Supplied text >>
^^^^

Rate of suicide more than twice as high in construction industry than general population, finds U.S. report

There are many ways construction employers can help their workers who are living with mental health issues

Dec. 14, 2022

By MJ MacDonald

At industry event in the fall of 2021, during COVID, I was sitting at a table with a union leader who told me he personally knew of six people who had died by suicide in the past year in the construction sector. He said it was a real wakeup call for him that something needed to be done. I couldn’t agree more.

Suicide is a very real problem in the construction industry. The Centre for Disease Control (CDC) in the United States has issued various reports that found the rate of suicide is over twice as high in the construction industry than in the general population, and “construction and extraction” is the #1 occupational group for deaths by suicide.

^^^^

[Natural language region descriptions]
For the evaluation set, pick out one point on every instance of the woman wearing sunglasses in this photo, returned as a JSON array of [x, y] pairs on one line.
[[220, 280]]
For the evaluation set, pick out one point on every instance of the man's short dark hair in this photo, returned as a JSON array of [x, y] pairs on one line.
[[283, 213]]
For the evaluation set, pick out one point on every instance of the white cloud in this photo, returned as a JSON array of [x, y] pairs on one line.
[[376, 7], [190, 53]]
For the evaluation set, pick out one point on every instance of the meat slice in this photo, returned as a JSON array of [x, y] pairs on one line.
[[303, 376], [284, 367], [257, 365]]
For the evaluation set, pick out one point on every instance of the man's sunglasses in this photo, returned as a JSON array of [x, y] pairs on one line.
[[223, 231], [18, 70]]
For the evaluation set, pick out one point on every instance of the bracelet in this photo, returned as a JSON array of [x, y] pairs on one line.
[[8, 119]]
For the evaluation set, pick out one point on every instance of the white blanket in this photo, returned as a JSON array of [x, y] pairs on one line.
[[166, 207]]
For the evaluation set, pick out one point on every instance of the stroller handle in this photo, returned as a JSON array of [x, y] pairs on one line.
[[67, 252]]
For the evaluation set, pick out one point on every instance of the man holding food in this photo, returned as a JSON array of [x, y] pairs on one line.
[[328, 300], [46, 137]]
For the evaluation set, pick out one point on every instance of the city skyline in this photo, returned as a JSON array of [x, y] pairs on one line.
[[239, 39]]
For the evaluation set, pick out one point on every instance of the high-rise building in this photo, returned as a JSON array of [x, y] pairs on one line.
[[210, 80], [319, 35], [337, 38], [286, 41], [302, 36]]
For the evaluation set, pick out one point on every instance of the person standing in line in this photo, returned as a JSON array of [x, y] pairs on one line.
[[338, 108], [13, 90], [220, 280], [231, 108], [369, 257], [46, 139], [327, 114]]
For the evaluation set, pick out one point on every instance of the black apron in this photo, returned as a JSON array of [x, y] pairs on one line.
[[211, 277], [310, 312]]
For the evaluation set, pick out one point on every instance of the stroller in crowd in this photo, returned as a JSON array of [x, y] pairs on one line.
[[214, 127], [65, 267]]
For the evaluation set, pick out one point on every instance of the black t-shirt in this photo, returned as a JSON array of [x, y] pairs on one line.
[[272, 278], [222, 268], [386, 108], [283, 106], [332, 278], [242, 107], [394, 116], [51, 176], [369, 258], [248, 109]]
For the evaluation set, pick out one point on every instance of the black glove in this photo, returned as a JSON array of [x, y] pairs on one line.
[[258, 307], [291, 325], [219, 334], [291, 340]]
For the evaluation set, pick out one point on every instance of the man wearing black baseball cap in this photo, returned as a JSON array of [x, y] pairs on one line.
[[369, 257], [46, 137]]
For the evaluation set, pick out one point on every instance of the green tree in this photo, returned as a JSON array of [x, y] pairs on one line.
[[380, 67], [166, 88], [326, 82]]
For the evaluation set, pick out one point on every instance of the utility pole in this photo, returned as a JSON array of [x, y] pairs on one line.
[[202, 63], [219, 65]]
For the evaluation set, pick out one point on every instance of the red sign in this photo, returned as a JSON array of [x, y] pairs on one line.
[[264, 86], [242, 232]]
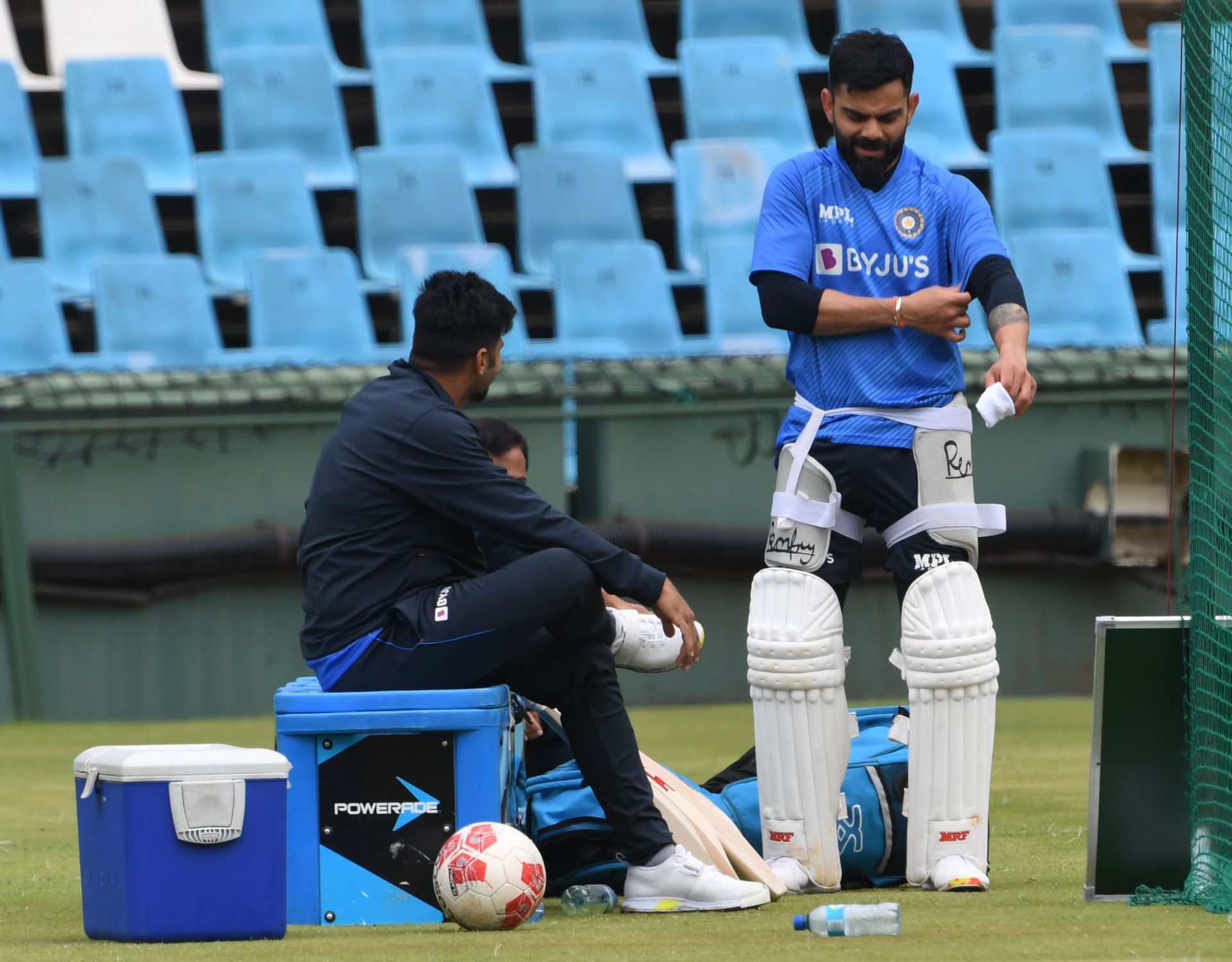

^^^^

Brief >>
Repeat word for word the part of the article on suicide in construction that runs from "Rate of suicide more" to "couldn’t agree more.". The records were taken from a separate source and are unrelated to the article.

Exercise solution >>
Rate of suicide more than twice as high in construction industry than general population, finds U.S. report

There are many ways construction employers can help their workers who are living with mental health issues

Dec. 14, 2022

By MJ MacDonald

At industry event in the fall of 2021, during COVID, I was sitting at a table with a union leader who told me he personally knew of six people who had died by suicide in the past year in the construction sector. He said it was a real wakeup call for him that something needed to be done. I couldn’t agree more.